-- start Excerpted data --

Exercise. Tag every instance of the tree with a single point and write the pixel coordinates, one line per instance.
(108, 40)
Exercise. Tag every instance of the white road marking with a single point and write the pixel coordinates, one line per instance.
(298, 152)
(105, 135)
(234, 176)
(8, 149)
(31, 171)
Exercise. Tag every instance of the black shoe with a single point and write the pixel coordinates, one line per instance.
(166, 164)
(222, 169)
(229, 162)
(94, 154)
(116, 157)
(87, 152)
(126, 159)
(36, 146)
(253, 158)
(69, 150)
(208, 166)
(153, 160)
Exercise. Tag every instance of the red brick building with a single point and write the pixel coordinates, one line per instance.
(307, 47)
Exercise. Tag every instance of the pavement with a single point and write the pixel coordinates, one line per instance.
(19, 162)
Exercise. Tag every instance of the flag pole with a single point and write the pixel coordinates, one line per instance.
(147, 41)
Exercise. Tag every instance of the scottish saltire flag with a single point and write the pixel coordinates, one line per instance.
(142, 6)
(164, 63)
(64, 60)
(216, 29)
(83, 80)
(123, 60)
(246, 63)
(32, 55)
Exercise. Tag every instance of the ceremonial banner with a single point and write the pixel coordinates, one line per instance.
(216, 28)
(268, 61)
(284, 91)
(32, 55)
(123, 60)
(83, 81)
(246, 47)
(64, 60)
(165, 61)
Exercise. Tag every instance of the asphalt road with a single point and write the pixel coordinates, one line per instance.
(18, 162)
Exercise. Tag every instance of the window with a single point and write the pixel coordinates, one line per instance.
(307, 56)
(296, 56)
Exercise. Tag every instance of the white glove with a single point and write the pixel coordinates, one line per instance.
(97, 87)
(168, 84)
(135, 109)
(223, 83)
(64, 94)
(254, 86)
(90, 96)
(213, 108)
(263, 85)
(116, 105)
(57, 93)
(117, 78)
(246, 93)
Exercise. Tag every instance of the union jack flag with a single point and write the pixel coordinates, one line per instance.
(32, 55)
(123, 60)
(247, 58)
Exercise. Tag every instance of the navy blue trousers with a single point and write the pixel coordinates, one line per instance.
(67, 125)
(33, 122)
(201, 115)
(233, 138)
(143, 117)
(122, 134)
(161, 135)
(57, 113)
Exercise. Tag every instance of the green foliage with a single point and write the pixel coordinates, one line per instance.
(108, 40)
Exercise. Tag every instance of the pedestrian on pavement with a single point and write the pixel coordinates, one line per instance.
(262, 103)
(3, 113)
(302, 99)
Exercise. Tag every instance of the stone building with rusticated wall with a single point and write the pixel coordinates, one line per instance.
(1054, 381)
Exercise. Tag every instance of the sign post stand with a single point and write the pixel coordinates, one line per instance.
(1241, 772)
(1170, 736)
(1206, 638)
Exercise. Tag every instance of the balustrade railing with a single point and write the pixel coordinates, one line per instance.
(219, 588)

-- end Excerpted data --

Task to complete » Each record above must be given again exactly.

Written solution »
Exercise. Tag every instance of the tree with a single point and write the pixel coordinates, one line per instance.
(108, 40)
Exercise. Tag every instance of the white road marking with a single point and write the pixel coordinates, one line per instance.
(298, 152)
(105, 135)
(234, 176)
(8, 149)
(31, 171)
Exercise. Tag every instance of the black shoe with a single point and write the pixel coordinates, one line per instance.
(166, 164)
(222, 169)
(229, 162)
(94, 154)
(116, 157)
(87, 152)
(126, 159)
(36, 146)
(253, 158)
(69, 150)
(208, 166)
(153, 160)
Exercise. Tag every instance of the red brick building with a single point and write the pixel coordinates, one line per instance.
(307, 47)
Exercise. Tag every instance of the pavement with a single point and write the pixel coordinates, one line per instance.
(19, 162)
Exercise. Tag every instance of the flag pole with a single point and write the pixel coordinates, one line per instance.
(147, 41)
Exercise. Tag every instance of the scottish saltire flag with a single point and write the pixel coordinates, one line per instance.
(142, 6)
(164, 63)
(64, 60)
(216, 29)
(83, 80)
(123, 60)
(246, 63)
(32, 55)
Exercise. Tag every instance of the ceremonial banner with a single point and write the pixel coordinates, one line per instance.
(216, 28)
(268, 61)
(284, 91)
(32, 55)
(123, 60)
(83, 81)
(246, 47)
(64, 60)
(165, 61)
Exercise. Tag every instance of the asphalt road with a single point and write the pixel coordinates, one line per instance.
(18, 162)
Exercise. Tag every instance of the window with a single point and write the pixel coordinates, one line per instance.
(307, 56)
(296, 56)
Exercise. Tag every instance of the white glove with a single point and write the pixel coordinates, one line per instance.
(97, 87)
(168, 84)
(135, 109)
(223, 83)
(64, 94)
(254, 86)
(90, 96)
(213, 108)
(263, 85)
(116, 105)
(57, 93)
(117, 78)
(246, 93)
Exercise. Tag every instance of the union jack flag with a single point and write the pixel coordinates, one line per instance.
(32, 55)
(123, 60)
(247, 58)
Exercise. Tag every instance of the navy blue trousers with a single point and write the pixel coordinates, one line per instance.
(67, 125)
(33, 122)
(201, 115)
(233, 138)
(143, 117)
(122, 134)
(161, 135)
(57, 113)
Exercise. Tag every instance of the green foliage with a single point and write the pixel coordinates, one line per instance.
(108, 40)
Exercise. Tag every instance of the pedestrian on pavement with a single point and write the pixel coordinates, one line per instance.
(262, 103)
(3, 113)
(302, 99)
Exercise. Tag every instance of the stone building with rusticated wall with a single point and write the pixel coordinates, one line per instance.
(1054, 381)
Exercise. Tag every instance of the sign post stand with a single point and write the pixel coordinates, one line per instance.
(1241, 772)
(1170, 736)
(1206, 638)
Exercise. Tag every instance of the balustrade railing with a single point and write the pixel coordinates, one line per instance.
(219, 588)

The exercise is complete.